• **TASK OBJECTIVE**:
Identify all lines in the listing that include the word "light", and copy them out.

START RECORDS FOR THIS TASK

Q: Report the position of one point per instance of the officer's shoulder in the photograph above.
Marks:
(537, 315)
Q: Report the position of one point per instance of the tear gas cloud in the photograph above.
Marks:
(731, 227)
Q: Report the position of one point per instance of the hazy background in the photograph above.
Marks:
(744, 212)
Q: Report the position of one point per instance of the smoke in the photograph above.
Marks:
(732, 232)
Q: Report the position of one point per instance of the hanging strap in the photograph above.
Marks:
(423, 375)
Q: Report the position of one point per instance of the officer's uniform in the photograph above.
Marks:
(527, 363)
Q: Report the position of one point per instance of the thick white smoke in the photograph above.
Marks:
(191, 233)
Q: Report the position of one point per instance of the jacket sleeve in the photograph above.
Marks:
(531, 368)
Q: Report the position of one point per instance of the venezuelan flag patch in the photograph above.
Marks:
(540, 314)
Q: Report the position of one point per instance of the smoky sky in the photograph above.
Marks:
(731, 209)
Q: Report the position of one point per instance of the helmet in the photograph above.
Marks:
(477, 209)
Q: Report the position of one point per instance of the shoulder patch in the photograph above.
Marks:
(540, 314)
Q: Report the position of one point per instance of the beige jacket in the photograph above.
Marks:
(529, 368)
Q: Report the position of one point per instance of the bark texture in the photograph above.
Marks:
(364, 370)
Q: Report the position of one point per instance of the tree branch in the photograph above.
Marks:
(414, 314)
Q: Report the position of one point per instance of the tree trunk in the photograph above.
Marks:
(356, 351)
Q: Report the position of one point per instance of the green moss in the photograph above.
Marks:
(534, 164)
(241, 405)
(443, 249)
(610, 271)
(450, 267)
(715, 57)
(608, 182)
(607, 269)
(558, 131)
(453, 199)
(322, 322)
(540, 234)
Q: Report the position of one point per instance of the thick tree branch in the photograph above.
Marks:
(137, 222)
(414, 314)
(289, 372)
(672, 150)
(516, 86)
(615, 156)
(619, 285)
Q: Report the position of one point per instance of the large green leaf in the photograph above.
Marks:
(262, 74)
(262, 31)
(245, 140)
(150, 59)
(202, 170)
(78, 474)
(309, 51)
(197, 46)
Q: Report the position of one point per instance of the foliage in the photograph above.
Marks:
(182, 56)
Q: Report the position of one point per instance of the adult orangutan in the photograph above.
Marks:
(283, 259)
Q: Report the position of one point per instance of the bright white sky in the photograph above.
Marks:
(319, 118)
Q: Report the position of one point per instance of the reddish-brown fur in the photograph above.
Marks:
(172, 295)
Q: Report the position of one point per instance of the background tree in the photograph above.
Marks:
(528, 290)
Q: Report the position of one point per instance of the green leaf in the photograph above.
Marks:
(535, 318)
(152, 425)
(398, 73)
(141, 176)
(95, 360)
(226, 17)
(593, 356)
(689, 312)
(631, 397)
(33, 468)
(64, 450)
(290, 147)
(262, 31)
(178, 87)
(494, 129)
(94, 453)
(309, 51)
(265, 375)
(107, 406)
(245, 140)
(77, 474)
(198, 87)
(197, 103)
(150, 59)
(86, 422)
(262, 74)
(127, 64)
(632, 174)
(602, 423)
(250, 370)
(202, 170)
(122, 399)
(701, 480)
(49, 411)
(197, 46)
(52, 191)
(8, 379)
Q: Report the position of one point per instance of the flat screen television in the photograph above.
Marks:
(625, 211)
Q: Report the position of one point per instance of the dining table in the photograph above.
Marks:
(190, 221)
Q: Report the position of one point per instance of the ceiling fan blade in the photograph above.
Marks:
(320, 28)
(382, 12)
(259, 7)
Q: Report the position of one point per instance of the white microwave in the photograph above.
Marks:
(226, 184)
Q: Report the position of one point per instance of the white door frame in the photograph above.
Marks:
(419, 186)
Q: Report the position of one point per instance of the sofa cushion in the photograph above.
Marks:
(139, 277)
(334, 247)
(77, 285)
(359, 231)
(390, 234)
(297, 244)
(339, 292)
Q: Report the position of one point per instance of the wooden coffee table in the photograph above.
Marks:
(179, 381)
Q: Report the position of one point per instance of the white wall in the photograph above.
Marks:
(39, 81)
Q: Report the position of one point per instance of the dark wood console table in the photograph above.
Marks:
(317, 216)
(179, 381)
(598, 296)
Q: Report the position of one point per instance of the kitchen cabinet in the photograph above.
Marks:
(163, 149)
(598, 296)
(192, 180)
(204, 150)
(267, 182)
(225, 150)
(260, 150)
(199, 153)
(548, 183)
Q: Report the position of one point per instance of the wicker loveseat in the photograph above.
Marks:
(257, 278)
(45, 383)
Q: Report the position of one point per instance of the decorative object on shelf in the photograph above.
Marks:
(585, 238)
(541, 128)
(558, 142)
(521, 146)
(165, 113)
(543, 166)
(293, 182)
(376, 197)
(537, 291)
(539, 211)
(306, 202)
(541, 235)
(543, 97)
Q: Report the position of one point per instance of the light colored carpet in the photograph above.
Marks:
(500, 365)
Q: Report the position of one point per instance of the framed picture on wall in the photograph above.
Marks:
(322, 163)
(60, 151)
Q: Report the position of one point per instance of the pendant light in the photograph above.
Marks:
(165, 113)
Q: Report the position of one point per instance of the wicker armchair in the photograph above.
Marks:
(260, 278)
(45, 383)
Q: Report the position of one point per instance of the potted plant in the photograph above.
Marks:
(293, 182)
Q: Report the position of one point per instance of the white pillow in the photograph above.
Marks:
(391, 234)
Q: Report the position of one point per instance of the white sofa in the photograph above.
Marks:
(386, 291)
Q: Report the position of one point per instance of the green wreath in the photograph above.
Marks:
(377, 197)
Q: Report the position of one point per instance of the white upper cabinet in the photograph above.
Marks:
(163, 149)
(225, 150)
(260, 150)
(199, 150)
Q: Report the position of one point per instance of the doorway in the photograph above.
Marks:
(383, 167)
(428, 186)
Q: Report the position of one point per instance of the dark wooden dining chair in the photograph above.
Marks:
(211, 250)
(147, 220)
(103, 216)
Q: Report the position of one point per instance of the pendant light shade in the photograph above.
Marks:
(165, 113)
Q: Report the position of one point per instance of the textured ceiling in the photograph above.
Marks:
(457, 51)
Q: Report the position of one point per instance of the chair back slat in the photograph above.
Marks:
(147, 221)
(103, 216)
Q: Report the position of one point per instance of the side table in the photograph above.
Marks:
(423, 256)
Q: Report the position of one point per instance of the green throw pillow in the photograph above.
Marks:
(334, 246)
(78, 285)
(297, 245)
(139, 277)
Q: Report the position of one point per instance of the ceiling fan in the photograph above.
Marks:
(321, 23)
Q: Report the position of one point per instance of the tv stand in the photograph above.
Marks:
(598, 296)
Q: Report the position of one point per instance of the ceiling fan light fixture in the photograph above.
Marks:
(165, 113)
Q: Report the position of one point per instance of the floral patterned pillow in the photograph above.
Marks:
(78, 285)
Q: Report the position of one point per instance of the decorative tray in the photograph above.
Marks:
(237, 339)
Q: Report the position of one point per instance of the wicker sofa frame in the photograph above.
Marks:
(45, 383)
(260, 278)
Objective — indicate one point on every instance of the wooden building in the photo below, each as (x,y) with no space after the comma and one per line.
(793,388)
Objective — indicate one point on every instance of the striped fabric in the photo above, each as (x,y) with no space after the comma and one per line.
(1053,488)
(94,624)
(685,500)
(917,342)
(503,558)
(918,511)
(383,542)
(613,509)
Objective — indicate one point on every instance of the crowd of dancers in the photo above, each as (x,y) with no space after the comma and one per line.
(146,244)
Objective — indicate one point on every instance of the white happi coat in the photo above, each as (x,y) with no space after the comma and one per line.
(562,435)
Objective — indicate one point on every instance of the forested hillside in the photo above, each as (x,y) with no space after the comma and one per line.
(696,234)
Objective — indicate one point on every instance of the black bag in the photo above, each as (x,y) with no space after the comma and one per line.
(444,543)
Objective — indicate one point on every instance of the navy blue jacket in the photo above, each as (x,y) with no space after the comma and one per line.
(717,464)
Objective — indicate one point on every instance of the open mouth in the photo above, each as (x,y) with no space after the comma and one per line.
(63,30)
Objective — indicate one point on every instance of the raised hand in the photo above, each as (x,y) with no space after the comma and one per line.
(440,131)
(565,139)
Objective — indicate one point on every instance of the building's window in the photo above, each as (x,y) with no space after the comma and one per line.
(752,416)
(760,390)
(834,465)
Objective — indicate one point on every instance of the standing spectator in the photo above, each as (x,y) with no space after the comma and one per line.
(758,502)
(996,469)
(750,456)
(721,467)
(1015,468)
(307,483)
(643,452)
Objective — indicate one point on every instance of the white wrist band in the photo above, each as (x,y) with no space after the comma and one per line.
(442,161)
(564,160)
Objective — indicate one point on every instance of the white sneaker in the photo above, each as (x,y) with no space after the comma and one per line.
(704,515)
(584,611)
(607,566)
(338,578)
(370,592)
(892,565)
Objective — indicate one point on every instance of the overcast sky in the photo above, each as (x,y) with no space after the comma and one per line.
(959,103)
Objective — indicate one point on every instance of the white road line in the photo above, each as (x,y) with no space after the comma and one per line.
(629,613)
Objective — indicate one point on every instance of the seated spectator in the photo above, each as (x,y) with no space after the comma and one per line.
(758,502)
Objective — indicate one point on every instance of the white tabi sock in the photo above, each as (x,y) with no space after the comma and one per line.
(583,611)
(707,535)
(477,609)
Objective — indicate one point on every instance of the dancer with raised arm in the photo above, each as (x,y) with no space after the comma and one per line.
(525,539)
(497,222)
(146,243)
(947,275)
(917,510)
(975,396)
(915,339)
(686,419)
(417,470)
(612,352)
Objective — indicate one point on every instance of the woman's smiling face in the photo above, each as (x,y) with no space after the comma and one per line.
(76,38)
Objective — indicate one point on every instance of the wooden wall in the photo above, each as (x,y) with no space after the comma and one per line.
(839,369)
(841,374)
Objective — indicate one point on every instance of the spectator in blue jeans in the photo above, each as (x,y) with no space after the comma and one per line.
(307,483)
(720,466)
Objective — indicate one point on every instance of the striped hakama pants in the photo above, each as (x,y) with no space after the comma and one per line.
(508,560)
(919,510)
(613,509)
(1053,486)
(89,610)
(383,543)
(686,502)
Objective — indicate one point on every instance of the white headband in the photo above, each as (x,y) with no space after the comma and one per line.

END RECORDS FOR THIS TASK

• **SOLUTION**:
Q: Report the position of one point per instance of the light colored carpet in the photograph above.
Q: Report the position of one point per instance of the pendant light in the photograph above.
Q: Report the position of one point per instance of the pendant light shade in the photograph above.
Q: Report the position of one point per instance of the ceiling fan light fixture in the photograph above.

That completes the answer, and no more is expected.